▸ Consigne écrite 1
D'après le texte sur le bloco Mulheres rodadas, combien de participantes l'événement Facebook a-t-il réunies en à peine 24 heures ?

▸ Texte retenu
* * * * * * *

Ce 22 février 2023 au matin, l’aterro de Flamengo, parc populaire de la côte carioca, vibre au son des trompettes et xequerês. Perchée sur une paire d’échasses et drapée d’un déguisement de vagin, Regina se déhanche en rythme, quelques gouttes de sueur perlant sur son crâne rasé. La designer belge fait partie du bloco Mulheres rodadas, un groupe de femmes badass luttant contre les stéréotypes et le machisme pendant le carnaval de Rio.
Avec un orchestre composé de percussions et de cuivres, ce bloco – sorte d’association musicale dont la visée est de se produire dans l’espace public – réinterprète des classiques brésiliens. Des échassières complètent le tableau en enchaînant pirouettes et chorégraphies. Les hommes sont autorisés à jouer, mais minoritaires. « Le carnaval, c’est se réapproprier la rue, et c’est d’autant plus symbolique en tant que femme », insiste Regina. Arrivée au Brésil il y a un an, elle a rapidement découvert la culture carnavalesque et en est tombée amoureuse. « L’ambiance est bien plus sympa entre meufs, on s’entraide, on se soutient, toujours dans la bienveillance », explique celle qui a depuis décidé de donner des cours, pour transmettre à d’autres femmes l’art du maniement des échasses.
Des réseaux sociaux aux rues de Rio
La genèse de ce projet féministe, c’est un post machiste publié sur Internet en 2014. Sur la photo partagée, un homme porte un panneau affirmant qu’il « mérite mieux qu’une mulher rodada ». L’expression « mulher rodada », difficilement traduisible en français, exprime l’idée d’une femme ayant eu un nombre important de partenaires sexuels. Du slut-shaming, en somme. Excédées, les journalistes Débora Thomé et Renata Rodrigues, amies depuis plus de vingt ans, décident de fonder un bloco revendiquant le fait d’être une « mulher rodada ». Une réappropriation d’un terme sexiste et un véritable pied de nez au machisme présent sur les réseaux sociaux. Les deux complices décident d’utiliser ces derniers à leur avantage. Elles créent un événement Facebook dans la foulée. Et le succès est immédiat : 1000 participantes en à peine 24 heures. Quelques appels à des amis musiciens et musiciennes plus tard, le premier bloco féministe de Rio se produit dans les rues cariocas.

* * * * * * *

Extraits de données d'annotation de localisation:
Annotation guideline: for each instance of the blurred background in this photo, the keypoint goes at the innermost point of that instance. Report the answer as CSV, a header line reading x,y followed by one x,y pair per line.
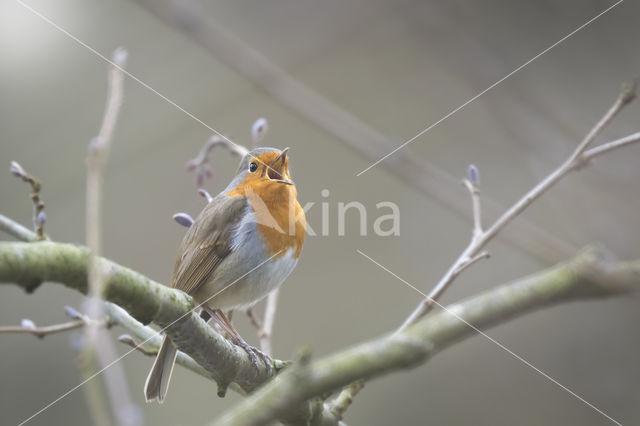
x,y
342,83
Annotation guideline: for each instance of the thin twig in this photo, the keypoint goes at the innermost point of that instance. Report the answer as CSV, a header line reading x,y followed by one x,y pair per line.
x,y
577,159
100,347
341,403
266,332
41,332
200,163
78,321
585,277
39,216
16,230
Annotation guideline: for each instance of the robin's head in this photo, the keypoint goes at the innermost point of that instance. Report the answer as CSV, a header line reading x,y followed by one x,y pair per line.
x,y
266,166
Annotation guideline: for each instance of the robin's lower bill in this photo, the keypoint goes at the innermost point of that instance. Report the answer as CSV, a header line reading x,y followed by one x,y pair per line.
x,y
241,247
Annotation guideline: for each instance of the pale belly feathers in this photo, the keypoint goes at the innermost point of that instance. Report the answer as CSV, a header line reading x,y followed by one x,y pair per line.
x,y
247,274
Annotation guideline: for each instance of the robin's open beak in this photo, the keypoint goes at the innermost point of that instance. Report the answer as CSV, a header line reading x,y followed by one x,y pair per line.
x,y
276,168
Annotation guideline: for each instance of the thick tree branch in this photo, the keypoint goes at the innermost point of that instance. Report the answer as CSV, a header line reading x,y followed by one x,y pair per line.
x,y
587,276
30,264
481,238
16,230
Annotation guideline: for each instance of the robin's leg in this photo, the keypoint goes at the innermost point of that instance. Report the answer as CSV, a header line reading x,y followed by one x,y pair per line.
x,y
252,351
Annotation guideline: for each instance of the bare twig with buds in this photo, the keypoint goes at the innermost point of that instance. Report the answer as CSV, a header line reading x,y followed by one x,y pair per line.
x,y
27,326
480,237
39,216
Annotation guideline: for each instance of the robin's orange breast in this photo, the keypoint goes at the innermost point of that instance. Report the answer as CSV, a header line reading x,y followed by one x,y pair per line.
x,y
280,218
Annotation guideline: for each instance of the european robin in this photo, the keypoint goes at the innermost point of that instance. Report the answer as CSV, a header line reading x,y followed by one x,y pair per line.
x,y
242,246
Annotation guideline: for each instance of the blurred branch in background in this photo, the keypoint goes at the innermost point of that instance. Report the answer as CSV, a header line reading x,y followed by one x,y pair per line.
x,y
419,173
98,351
480,238
39,216
589,275
27,326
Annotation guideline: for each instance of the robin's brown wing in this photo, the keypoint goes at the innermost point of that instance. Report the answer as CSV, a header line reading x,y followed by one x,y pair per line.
x,y
207,242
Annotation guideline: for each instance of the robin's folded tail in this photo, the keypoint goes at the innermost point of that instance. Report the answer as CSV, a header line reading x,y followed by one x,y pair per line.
x,y
155,388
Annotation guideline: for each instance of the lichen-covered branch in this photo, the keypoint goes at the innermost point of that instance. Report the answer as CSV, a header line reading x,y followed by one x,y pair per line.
x,y
589,275
480,238
30,264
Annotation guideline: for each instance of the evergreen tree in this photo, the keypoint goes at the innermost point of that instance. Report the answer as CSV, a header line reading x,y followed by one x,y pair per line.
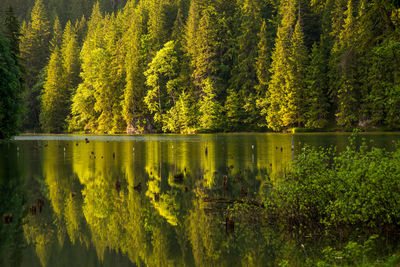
x,y
293,109
70,56
262,62
161,78
34,49
234,111
210,110
182,117
54,98
10,92
12,33
316,115
278,86
83,114
57,37
344,57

* * * * * * *

▸ Consigne écrite 2
Recopiez à l'identique le passage du listing ci-dessus qui va de la ligne contenant « Annotation guideline: for each instance of the robin's brown » jusqu'à la fin du listing, ces deux bornes comprises. Laissez les images de côté.

▸ Corrigé détaillé 1
L'événement Facebook a réuni 1000 participantes en à peine 24 heures.

▸ Corrigé détaillé 2
Annotation guideline: for each instance of the robin's brown wing in this photo, the keypoint goes at the innermost point of that instance. Report the answer as CSV, a header line reading x,y followed by one x,y pair per line.
x,y
207,242
Annotation guideline: for each instance of the robin's folded tail in this photo, the keypoint goes at the innermost point of that instance. Report the answer as CSV, a header line reading x,y followed by one x,y pair per line.
x,y
155,388
Annotation guideline: for each instance of the lichen-covered branch in this photo, the keypoint goes at the innermost point of that instance. Report the answer as CSV, a header line reading x,y followed by one x,y pair per line.
x,y
589,275
480,238
30,264
Annotation guideline: for each instance of the evergreen tree in this photo, the keypoint goes at the innermost point of that instance. Report the answer as CSV, a header line reading x,y followed by one x,y pair per line.
x,y
293,109
70,56
262,62
161,78
34,49
234,111
210,110
182,117
54,98
10,92
12,33
316,115
278,86
83,114
57,37
344,57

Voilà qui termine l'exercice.